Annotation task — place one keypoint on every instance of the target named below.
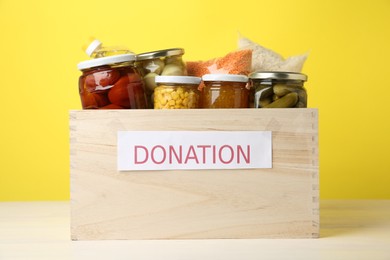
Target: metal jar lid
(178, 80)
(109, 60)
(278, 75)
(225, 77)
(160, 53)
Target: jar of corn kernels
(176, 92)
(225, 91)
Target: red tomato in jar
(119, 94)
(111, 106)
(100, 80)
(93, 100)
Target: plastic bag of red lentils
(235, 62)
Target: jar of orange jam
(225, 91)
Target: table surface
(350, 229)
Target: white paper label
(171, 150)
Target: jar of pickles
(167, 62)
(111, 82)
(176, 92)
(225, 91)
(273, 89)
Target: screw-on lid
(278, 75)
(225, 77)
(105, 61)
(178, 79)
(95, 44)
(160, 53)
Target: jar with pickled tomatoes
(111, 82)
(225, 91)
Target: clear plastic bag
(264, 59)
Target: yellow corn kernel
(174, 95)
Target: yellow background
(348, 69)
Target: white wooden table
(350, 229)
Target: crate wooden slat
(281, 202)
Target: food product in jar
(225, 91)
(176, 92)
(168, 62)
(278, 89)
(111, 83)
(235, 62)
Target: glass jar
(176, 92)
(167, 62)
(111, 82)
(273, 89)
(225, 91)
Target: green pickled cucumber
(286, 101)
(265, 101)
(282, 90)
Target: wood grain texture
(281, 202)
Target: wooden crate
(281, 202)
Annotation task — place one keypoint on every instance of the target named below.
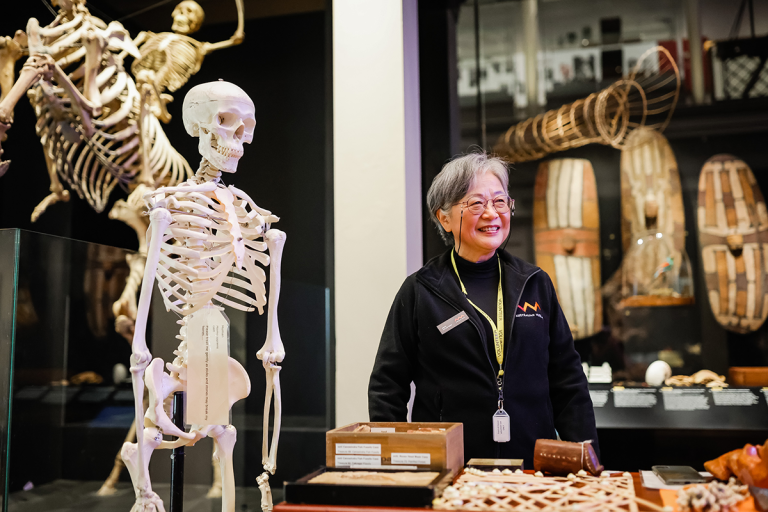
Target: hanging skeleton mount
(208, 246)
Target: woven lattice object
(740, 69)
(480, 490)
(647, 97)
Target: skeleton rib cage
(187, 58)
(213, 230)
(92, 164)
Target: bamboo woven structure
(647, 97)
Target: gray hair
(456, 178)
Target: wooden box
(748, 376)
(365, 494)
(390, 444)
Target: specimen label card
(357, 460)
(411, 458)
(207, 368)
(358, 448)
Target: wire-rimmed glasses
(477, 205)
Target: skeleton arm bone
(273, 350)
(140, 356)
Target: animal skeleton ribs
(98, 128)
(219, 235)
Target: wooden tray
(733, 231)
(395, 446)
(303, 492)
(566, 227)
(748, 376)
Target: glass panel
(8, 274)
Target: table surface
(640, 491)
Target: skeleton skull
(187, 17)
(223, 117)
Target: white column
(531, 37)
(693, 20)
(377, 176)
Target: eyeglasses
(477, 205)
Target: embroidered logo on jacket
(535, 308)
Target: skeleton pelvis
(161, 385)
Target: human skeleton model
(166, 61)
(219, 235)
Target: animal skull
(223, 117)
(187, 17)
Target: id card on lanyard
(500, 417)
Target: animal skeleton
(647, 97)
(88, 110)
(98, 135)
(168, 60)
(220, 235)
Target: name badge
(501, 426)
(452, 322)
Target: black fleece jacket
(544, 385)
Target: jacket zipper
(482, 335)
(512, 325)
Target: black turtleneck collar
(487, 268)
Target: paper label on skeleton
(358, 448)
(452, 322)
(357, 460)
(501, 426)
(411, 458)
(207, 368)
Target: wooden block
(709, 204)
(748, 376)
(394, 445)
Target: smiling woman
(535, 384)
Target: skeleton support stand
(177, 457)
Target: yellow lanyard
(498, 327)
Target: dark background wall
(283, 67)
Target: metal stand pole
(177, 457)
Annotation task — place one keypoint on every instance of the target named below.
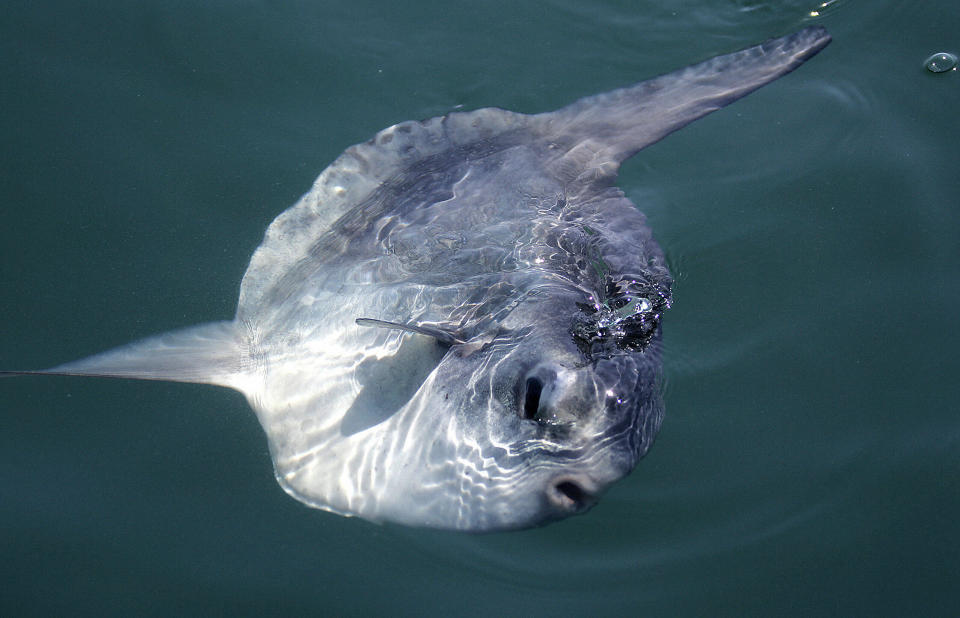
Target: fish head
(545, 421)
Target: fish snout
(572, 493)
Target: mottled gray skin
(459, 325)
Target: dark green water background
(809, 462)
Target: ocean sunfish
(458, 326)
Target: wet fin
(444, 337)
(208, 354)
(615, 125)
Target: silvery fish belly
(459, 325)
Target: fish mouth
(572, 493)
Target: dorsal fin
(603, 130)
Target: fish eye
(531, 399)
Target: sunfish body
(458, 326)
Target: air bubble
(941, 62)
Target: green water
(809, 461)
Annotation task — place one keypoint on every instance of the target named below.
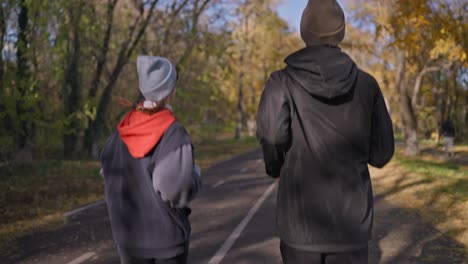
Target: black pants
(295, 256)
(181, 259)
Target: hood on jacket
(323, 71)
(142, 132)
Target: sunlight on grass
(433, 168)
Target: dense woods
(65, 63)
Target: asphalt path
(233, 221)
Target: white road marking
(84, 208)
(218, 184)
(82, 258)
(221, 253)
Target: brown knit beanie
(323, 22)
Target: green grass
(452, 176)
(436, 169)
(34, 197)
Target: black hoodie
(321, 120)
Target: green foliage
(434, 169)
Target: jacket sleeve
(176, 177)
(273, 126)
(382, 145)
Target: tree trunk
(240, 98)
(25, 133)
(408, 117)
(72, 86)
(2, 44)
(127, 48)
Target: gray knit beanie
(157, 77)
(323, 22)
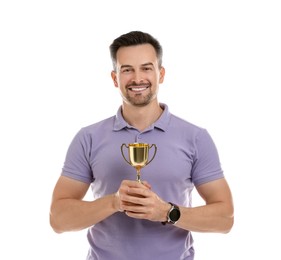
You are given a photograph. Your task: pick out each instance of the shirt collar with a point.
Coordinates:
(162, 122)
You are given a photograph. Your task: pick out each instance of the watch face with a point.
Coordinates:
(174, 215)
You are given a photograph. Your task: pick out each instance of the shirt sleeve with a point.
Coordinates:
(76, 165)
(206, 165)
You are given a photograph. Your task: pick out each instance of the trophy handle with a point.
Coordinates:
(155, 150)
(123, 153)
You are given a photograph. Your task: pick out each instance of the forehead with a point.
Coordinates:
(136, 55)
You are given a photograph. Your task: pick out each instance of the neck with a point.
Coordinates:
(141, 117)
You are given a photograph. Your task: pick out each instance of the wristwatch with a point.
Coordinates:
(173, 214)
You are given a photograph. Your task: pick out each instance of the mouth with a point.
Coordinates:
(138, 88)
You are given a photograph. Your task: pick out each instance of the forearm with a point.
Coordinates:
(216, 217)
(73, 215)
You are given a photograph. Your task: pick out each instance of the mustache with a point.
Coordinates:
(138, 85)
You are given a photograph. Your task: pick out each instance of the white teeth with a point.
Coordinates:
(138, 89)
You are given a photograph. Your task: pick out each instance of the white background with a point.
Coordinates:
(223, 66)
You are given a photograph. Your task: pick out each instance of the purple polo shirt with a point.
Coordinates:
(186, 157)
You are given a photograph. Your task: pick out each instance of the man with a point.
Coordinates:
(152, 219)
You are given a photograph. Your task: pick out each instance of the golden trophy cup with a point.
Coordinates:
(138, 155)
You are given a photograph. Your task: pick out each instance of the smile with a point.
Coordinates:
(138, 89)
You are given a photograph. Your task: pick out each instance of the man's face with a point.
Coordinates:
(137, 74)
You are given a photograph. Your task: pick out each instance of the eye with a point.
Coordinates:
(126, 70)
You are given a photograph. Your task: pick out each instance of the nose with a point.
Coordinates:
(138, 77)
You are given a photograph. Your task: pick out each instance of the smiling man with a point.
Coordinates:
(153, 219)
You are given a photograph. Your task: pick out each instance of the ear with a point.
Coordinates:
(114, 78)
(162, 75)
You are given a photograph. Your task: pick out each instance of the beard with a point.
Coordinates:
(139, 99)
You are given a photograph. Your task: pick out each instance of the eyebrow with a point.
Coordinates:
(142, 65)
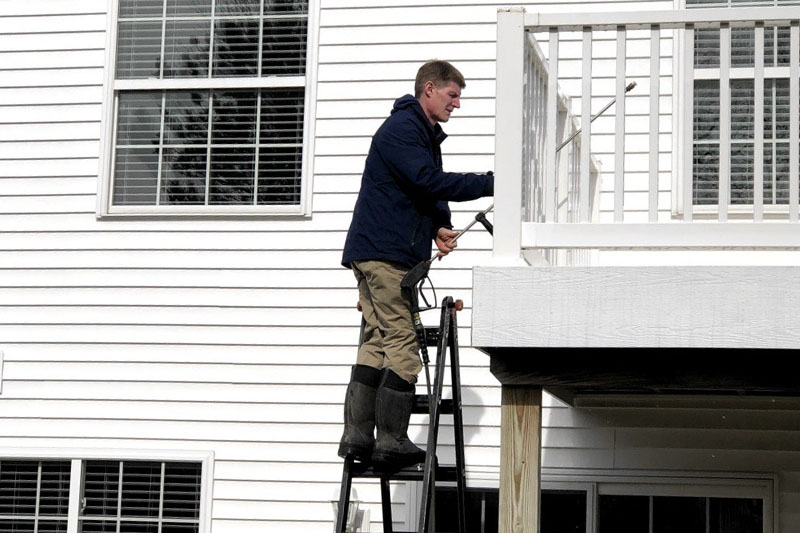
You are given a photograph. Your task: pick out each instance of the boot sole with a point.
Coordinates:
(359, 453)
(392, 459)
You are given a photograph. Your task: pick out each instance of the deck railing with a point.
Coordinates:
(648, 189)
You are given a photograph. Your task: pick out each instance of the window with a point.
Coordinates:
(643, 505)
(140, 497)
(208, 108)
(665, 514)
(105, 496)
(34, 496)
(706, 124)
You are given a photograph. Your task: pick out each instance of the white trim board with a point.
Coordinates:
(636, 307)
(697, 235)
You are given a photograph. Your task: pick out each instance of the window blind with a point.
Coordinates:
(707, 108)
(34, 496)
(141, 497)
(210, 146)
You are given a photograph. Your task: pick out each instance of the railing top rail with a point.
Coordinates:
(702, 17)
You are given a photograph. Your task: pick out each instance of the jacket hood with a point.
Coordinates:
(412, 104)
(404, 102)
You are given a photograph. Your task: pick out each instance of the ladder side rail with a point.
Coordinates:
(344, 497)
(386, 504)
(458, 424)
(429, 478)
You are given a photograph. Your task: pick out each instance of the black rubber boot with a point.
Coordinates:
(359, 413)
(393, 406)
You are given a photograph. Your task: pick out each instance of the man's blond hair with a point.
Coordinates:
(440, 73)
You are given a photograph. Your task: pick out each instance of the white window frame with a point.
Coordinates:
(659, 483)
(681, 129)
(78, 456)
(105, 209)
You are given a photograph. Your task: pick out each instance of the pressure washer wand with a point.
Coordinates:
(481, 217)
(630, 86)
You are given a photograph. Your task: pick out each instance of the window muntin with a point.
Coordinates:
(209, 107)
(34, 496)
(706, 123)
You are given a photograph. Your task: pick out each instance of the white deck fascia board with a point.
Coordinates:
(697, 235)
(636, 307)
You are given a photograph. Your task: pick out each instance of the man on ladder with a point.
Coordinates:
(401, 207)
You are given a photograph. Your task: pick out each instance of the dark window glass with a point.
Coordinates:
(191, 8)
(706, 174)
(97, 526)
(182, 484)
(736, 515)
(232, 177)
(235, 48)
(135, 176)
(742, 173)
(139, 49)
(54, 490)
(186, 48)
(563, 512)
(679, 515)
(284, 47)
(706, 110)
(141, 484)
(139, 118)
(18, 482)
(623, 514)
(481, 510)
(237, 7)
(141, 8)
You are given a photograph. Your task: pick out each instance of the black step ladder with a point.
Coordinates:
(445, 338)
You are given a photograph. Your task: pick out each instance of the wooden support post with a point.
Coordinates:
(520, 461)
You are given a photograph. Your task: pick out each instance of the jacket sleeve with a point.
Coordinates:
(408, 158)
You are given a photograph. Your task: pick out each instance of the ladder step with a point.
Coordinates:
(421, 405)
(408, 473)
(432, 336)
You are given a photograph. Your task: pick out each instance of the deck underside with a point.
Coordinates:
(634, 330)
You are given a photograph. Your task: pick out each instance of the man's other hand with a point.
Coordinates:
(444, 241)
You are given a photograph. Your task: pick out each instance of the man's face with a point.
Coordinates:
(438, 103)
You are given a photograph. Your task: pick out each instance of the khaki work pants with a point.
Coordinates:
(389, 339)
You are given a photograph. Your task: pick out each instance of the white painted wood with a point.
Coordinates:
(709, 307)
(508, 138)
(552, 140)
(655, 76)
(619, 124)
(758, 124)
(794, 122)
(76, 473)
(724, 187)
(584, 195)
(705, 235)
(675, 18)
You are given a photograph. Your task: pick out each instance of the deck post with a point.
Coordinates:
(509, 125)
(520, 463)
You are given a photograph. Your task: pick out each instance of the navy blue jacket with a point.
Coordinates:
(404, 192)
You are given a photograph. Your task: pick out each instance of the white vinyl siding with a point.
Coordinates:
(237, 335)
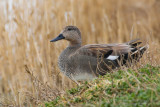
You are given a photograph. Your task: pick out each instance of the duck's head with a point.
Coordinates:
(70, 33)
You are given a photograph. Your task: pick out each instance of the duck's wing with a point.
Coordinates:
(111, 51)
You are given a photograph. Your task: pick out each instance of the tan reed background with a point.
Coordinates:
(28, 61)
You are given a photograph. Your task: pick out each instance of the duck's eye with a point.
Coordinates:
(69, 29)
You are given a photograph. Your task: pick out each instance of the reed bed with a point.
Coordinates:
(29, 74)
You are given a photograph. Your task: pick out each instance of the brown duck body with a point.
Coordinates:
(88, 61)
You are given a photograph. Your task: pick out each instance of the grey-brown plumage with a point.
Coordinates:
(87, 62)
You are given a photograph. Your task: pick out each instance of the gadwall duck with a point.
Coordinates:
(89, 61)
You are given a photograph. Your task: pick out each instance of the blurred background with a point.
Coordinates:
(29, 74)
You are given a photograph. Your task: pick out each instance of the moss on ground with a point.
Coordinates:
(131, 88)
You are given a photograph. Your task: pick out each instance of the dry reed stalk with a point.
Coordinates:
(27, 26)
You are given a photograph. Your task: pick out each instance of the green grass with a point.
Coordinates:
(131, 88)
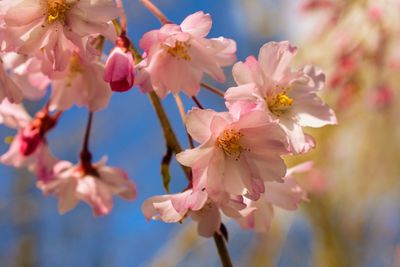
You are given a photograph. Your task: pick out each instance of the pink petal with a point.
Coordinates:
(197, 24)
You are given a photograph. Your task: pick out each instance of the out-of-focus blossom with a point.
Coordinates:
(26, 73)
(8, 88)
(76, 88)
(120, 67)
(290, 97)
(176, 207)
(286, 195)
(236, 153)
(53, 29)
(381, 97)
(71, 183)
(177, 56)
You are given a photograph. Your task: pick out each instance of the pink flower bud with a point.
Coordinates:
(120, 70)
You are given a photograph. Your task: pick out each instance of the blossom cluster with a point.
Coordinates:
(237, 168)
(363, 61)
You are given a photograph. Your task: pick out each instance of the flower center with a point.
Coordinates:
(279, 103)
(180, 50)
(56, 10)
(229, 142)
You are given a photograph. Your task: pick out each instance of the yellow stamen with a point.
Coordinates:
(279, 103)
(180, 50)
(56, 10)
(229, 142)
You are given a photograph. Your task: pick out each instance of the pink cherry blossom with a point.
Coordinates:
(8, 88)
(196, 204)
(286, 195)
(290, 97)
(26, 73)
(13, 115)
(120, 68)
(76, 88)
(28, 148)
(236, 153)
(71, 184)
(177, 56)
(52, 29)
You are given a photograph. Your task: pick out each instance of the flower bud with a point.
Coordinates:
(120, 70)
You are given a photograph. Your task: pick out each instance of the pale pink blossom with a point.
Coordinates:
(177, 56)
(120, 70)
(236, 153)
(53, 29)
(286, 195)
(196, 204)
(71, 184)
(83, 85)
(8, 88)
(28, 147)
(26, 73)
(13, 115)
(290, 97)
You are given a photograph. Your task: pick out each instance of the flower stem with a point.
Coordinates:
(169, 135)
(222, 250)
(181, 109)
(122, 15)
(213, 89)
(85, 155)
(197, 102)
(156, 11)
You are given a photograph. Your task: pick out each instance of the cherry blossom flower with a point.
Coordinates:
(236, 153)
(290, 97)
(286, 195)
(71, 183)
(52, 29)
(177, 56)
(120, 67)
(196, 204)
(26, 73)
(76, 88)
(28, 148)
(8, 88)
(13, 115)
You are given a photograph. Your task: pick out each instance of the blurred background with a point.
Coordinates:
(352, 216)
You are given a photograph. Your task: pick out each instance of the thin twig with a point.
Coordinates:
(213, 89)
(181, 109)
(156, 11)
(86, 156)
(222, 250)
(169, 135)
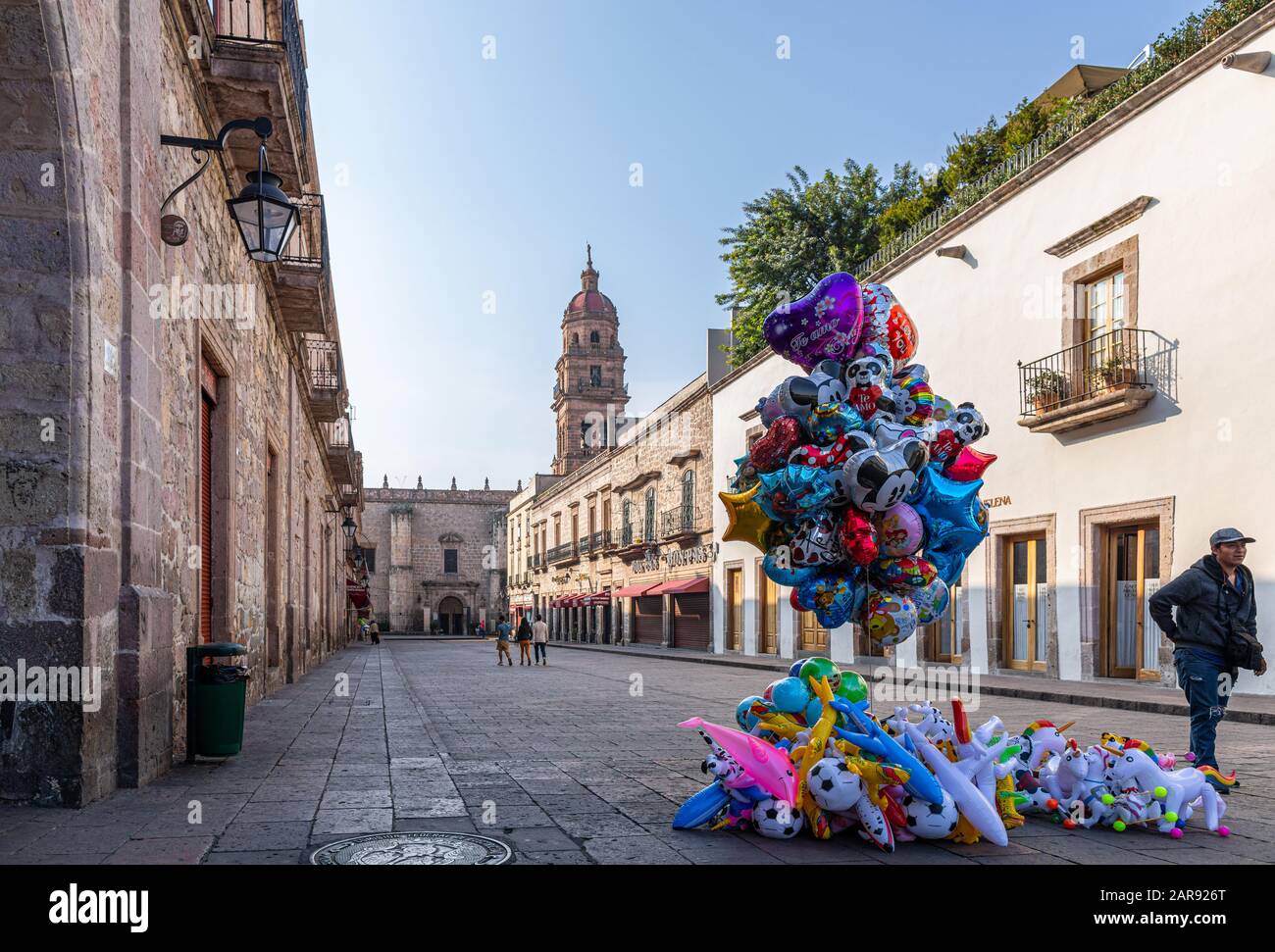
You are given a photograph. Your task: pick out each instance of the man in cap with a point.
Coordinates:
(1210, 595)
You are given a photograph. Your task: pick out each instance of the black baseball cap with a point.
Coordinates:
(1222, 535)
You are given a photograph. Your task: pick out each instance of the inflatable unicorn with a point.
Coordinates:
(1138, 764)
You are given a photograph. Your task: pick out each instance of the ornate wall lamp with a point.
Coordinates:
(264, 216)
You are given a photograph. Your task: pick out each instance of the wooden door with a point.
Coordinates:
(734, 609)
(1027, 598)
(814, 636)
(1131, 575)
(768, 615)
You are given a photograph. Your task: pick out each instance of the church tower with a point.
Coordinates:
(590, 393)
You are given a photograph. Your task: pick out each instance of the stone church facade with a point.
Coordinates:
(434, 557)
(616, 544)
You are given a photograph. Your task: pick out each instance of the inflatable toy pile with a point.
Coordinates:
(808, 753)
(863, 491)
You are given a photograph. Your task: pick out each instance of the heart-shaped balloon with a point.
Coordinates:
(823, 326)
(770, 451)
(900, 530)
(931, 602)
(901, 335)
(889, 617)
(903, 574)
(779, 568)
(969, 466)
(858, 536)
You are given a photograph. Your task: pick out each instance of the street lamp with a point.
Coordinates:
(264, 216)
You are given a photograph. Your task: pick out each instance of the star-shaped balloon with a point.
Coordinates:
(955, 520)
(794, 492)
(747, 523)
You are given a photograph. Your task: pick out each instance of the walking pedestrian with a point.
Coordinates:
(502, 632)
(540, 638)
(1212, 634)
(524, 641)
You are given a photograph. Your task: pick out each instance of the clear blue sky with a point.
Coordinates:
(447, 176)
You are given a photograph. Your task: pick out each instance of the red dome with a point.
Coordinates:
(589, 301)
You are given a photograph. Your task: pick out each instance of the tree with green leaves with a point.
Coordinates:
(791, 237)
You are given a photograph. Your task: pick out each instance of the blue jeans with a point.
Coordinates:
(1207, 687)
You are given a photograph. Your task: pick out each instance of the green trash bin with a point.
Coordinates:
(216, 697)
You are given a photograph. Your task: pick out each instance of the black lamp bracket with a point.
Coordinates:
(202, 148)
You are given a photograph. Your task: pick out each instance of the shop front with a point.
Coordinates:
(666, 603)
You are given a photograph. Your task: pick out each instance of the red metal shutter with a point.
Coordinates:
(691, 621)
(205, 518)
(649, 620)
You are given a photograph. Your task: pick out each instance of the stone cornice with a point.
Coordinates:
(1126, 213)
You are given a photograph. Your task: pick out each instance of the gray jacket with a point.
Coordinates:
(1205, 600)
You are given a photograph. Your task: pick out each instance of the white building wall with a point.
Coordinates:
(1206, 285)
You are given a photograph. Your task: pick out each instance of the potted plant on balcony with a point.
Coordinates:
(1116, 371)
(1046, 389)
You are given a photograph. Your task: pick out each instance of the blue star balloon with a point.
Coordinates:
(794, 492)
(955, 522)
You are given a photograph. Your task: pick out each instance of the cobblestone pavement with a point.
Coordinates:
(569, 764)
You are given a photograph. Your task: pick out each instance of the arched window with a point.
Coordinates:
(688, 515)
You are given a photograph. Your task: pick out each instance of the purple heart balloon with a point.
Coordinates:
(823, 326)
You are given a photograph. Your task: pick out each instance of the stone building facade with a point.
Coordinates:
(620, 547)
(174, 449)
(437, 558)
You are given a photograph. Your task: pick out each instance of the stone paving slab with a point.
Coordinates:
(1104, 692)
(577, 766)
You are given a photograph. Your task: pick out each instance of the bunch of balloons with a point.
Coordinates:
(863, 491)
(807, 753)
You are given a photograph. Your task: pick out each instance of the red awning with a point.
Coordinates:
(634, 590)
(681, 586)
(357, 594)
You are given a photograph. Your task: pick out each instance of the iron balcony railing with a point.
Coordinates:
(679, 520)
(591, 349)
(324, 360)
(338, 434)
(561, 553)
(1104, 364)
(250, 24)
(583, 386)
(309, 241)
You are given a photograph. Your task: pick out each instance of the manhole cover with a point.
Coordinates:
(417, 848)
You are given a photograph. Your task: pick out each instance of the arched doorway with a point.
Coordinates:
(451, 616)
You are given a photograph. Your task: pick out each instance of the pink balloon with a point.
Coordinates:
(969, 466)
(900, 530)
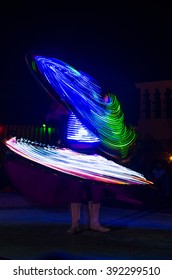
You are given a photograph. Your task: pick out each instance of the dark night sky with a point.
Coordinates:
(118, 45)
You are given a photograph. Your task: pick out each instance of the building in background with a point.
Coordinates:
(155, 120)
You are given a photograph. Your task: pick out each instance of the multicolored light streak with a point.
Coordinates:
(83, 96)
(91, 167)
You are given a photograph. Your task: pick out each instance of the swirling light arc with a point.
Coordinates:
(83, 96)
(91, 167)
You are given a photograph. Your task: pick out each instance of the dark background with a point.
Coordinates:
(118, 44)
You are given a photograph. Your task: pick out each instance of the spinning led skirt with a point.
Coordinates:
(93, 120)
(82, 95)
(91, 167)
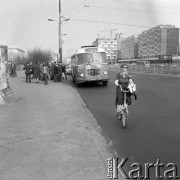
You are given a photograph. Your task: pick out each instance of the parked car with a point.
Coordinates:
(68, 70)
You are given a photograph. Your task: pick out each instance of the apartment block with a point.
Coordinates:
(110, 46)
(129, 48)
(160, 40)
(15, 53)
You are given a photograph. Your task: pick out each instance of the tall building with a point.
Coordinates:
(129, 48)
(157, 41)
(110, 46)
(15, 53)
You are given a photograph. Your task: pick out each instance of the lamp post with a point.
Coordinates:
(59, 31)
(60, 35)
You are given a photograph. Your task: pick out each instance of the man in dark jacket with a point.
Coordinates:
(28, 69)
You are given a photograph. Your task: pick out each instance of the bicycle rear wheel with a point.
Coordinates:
============
• **Problem**: Reproduce the records from the line containing "gray jacket with a point." through the line containing "(1206, 285)", inclusive, keeping every request unchanged and increasing each coordinate value in the answers by 53.

• **Right answer**:
You are given a photograph. Your task: pick out each instance of the gray jacket with a point.
Coordinates:
(1258, 653)
You are given a photograph. Your task: pick out each instance of the white building wall with a point.
Coordinates:
(1259, 338)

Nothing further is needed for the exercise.